Tâche demandée: Reprenez le récit sur l'embauche chez Apple et écrivez la suite à partir de sa dernière phrase.

Document source:
┄┄┄┄┄┄┄┄┄┄┄┄┄┄┄┄┄┄┄┄
Quand on raconte son histoire, il n’est pas rare d’occulter des chapitres : je me suis fait virer, plusieurs fois. Derrière les chocs ou traumatismes, chaque fois, se trouve un enseignement…
Frais émoulu de mon diplôme MBA de l’EMLyon, 29 ans, les mollets bien gonflés par l’helium injecté avec talent en école de commerce, je cherche mon stage de fin d’études. Mon rêve est d’entrer chez Apple. Je le jure, je ne fais jamais ça, parce que ça me terrorise, mais cette fois-là, j’ai osé : je cherche le nom du directeur régional, je me débrouille pour trouver son numéro direct (à l’époque pas de téléphone portable), et je l’appelle : « I love Apple, je rêve d’Apple, je veux travailler pour Apple, je suis né pour Apple, et blablabli et blablabla, … ». Quelques semaines plus tard, je suis embauché par Apple…
Youpi, je suis embauché chez Apple
Pourtant, lors de l’entretien final dans le magnifique siège du sud parisien, au moment où mon interlocuteur me propose le contrat en me disant : « signe là », je réponds, fier comme tout, « j’ai besoin de réfléchir ». En effet, dans ma parallélépipédique mallette d’une mode disparue, est camouflé un autre contrat de travail. Ce matin même, Computervision m’a fait un pont d’or : 400 000 F par an (avec certes des objectifs commerciaux à atteindre, mais ça, ce sont les petites lignes à regarder plus tard). J’y crois à peine. Le montant du salaire annuel est mirobolant pour l’époque. Pendant ce temps, l’officier des ressources humaines d’Apple est défait : « Comment ? Tu ne signes pas tout de suite ? Ca ne nous arrive jamais ! »
Comme dirait Coluche, je suis fier comme un bar tabac !
┄┄┄┄┄┄┄┄┄┄┄┄┄┄┄┄┄┄┄┄
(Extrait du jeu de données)
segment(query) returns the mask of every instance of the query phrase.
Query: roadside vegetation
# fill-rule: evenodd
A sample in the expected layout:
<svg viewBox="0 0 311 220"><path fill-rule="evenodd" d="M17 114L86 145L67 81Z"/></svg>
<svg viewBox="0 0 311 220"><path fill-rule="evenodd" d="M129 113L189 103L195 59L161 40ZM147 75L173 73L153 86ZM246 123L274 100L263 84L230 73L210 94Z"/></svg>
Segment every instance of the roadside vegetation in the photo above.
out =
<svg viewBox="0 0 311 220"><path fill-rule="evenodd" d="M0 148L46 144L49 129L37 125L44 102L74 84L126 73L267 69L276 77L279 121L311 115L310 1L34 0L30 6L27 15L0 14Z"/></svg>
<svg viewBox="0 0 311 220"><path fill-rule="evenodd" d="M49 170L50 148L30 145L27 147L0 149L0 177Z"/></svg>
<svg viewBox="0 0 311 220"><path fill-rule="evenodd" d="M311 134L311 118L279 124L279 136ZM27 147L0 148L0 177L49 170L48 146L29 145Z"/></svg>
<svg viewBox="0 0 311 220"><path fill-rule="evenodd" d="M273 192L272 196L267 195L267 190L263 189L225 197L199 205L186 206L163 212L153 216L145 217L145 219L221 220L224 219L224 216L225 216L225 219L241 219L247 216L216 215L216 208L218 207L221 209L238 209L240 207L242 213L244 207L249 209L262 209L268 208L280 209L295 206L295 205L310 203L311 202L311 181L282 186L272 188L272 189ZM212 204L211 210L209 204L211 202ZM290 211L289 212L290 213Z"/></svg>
┄┄┄┄┄┄┄┄┄┄┄┄┄┄┄┄┄┄┄┄
Corrigé de l'exercice:
Mon jeune poitrail se dresse, les diplômes des bonnes écoles attirent les employeurs. Je peux faire la fine bouche. L’orgueil est bien stimulé, merci. Je pars pour un weekend de voile avec des copains : que la mer annonce son verdict ! J’écoute mon ressenti du moment en regardant les vagues de la Méditerranée se fendre sous l’étrave. Plus que l’appel des gros Francs promis, ce sera Apple. Le rêve de ma vie se réalise, même si le salaire est presque 2 fois moindre. C’est l’amour, mour, mour ! (on en ferait presque une chanson). Nous en sommes en 1989, Apple est loin d’être le géant qu’il est devenu, et devant moi se prépare un avenir radieux.
De l’embauche à l’embûche
Quelques semaines plus tard, je suis à pied d’oeuvre. Très rapidement, je me fais envahir par mes tergiversations intérieures : j’ai été embauché comme technico-commercial et Apple a envie de connecter les Macintosh au grands ordinateurs DPS7 (pour les connaisseurs only) de Bull, d’où j’arrive. Beurck, la tache technique ne me convient pas. Pour l’anecdote, quand j’ai démarré dans l’informatique chez Bull, l’une de mes missions était de substituer des « meubles » (de la taille de ceux que l’on peut voir sur la photo) qui contenaient 4M octets de mêmoire, par des boites moins volumineuses. Serais-je un dinosaure ?
Bref, je fais un peu la gueule au bureau. Fin du 2ème mois, le directeur régional me propose un entretien pour faire le point d’avancement de mon projet. Je me prépare, tout en prévoyant de demander une évolution de mon boulot vers une mission plus commerciale.
Nous n’avons guère le temps de regarder mon agenda : le directeur régional m’annonce que je termine ma période d’essai pour aller au bout de ce qui me sert de « stage de fin d’études », mais que ce sera la fin. Boum, grand coup sur la tête, l’orgueil, le rêve. Je sors abasourdi. Le lendemain, dans un avion qui m’emmène à Toulouse, je décide en mon fors intérieur : « maintenant, je vais leur faire regretter leur décision ». Ce défi personnel aura sa conclusion heureuse le jour de mon départ quand le directeur régional me souffle « nous nous sommes peut-être trompés en te virant ». Apple, ce ne sera pas pour moi, même si un clin d’oeil a failli m’y reconduire 30 ans plus tard (j’en parle dans l’épisode 2 de « bref, je me suis fait virer »).
Apple pas pour moi, je me suis fait virer !
Même si je n’ai pas toujours su l’appliquer par la suite, j’ai retenu une leçon : le choix du métier est très important ! L’enseigne Apple m’a hypnotisé, mais le métier de technico-commercial n’était pas pour moi. Combien sommes-nous à tomber dans ce panneau : travailler pour un beau logo et faire un métier qui nous déplait. Combien sommes-nous à croire que le magnifique nom de l’entreprise pour laquelle nous travaillons est une partie de nous-même, ce qui fait de nous des coqs dans les soirées mondaines : « vous comprenez très cher, mon talent s’exerce chez LAMPION international incorporated, unlimited et anonymous de surcroit ! »… « Non ? »… « Si »… « Très impressionnant, indeed !!! »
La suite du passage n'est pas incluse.